• _What the task asks_: Copy the following lines word for word, with no changes of any kind.

• _Data entries_:
________

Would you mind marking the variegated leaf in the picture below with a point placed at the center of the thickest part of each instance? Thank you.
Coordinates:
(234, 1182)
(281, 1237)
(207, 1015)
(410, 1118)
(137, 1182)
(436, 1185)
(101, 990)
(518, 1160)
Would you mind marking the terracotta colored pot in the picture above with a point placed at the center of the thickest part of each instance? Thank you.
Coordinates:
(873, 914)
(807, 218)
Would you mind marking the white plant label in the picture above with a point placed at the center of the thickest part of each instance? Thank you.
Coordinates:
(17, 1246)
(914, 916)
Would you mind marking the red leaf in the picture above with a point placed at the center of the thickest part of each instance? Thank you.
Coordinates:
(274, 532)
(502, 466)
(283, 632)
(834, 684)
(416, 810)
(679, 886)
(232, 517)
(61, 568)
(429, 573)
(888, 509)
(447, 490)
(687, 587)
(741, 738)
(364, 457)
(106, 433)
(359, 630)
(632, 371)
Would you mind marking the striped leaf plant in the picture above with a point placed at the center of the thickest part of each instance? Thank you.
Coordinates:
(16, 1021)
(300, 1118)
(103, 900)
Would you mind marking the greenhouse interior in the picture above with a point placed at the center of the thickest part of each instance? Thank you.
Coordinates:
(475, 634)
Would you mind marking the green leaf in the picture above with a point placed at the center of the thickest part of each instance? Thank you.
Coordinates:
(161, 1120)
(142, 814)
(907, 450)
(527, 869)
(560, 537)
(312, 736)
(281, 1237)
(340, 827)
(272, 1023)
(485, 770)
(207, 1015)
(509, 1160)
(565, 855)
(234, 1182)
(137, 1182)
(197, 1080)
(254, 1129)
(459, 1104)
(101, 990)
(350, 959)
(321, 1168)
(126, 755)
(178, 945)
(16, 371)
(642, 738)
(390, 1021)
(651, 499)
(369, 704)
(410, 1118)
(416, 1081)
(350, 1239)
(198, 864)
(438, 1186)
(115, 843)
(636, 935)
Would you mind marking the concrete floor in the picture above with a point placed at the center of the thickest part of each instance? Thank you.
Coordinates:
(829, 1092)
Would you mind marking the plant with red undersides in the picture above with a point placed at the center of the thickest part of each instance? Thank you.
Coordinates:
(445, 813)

________

• _Full response_:
Would you mind marking the variegated leaf in the picture below with a point placed at the center of the thickest part of each instance? Thank you.
Coordinates:
(234, 1182)
(281, 1237)
(207, 1015)
(410, 1118)
(137, 1182)
(436, 1185)
(101, 990)
(518, 1160)
Would you mind marking the terracotta colored pot in the picture above with a point placed at the center of the thickest part of each instance? Thank you.
Coordinates:
(873, 914)
(807, 218)
Would you mind marking the white plant label in the picture above with a point placed at the center of the thickest part of each instance? Thank you.
Coordinates:
(17, 1246)
(914, 916)
Would you mind marking the red leaf in the picture above with a point placed at the center of the thickest part of each instance? Thank you.
Coordinates:
(274, 532)
(502, 466)
(283, 632)
(834, 684)
(416, 810)
(679, 886)
(232, 517)
(61, 568)
(429, 573)
(888, 509)
(447, 490)
(687, 587)
(741, 738)
(364, 457)
(106, 433)
(359, 630)
(632, 371)
Would you mind marking the striped leaf plant in the picture above with a point placed at the center of the thickest part of each instance? Thank you.
Coordinates:
(16, 1021)
(300, 1118)
(103, 900)
Would you mind marking the greenhouse interior in the picture above with a point placed at the center of the thickest part of each instance? Thank you.
Coordinates:
(475, 634)
Would you mind marking the green leaf in the picture above with a point placed at the center of the thickest part of each instance? Thank you.
Coordinates:
(161, 1120)
(142, 814)
(907, 450)
(527, 869)
(560, 537)
(312, 736)
(281, 1237)
(340, 827)
(272, 1023)
(485, 770)
(207, 1015)
(509, 1160)
(565, 855)
(234, 1182)
(137, 1182)
(197, 1080)
(254, 1129)
(459, 1104)
(101, 990)
(350, 959)
(321, 1168)
(126, 755)
(178, 945)
(16, 371)
(642, 738)
(390, 1021)
(651, 499)
(369, 704)
(410, 1118)
(416, 1081)
(350, 1239)
(198, 864)
(438, 1186)
(115, 843)
(636, 935)
Would you mind marking the concrete floor in the picture above with a point placed at the center of the thickest part of each instance? Thank you.
Coordinates:
(829, 1092)
Would you mind marking the plant with red undersides in the picture above with a point placed at the center of the thickest part of each instance? Thank you.
Coordinates:
(445, 813)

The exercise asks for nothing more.